Exercise task 1
In the Canadian tax example, why is no Ontario surtax applied?
Exercise task 2
Condense the paragraph of the Canadian tax example beginning "This individual owes $7,924.44" into one shorter sentence that keeps its figures.
Exercise task 3
Return the stretch of the Canadian tax example from "Since the net" through "what to expect.", word for word.

=== Text provided ===

Now determine the net taxes owing:

Federal Tax
  • Gross income tax = $7,297.54

  • Non-refundable tax credits = $1,996.49

  • Charitable donation credit = $117.00

  • Net federal tax = $5,184.06

Ontario Tax
  • Gross income tax = $3,017.37

  • Non-refundable tax credits = $681.41

  • Charitable donation credit = $45.58

  • Net Ontario tax = $2,290.39

Since the net Ontario tax is below $4,100, there is no applicable surtax. This individual's taxable income is $45,000, which translates to a $450 Ontario health premium. Therefore, the total taxes owing are as follows:
  • Net federal tax = $5,184.06

  • Net Ontario tax = $2,290.39

  • Ontario health premium = $450.00

  • Total tax payable = $7,924.44

This individual owes $7,924.44 in taxes for the year. However, because the employer has already withheld $9,500 in income taxes, there will be a tax refund of $1,575.56.

That's the basic nuts and bolts of how taxes are calculated in Canada. There are, of course, more complicated situations, for which a tax professional should be consulted. At the very least, however, this guide should help you to estimate your own return, so you know roughly what to expect.

=== Data excerpt ===

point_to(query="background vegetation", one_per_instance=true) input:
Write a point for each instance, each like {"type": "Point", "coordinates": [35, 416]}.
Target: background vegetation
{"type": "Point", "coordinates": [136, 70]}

===

Exercise answer 1
The net Ontario tax is below $4,100.

Exercise answer 2
Of the $9,500 the employer withheld, $7,924.44 covers the year's taxes, leaving a refund of $1,575.56.

Exercise answer 3
Since the net Ontario tax is below $4,100, there is no applicable surtax. This individual's taxable income is $45,000, which translates to a $450 Ontario health premium. Therefore, the total taxes owing are as follows:
  • Net federal tax = $5,184.06

  • Net Ontario tax = $2,290.39

  • Ontario health premium = $450.00

  • Total tax payable = $7,924.44

This individual owes $7,924.44 in taxes for the year. However, because the employer has already withheld $9,500 in income taxes, there will be a tax refund of $1,575.56.

That's the basic nuts and bolts of how taxes are calculated in Canada. There are, of course, more complicated situations, for which a tax professional should be consulted. At the very least, however, this guide should help you to estimate your own return, so you know roughly what to expect.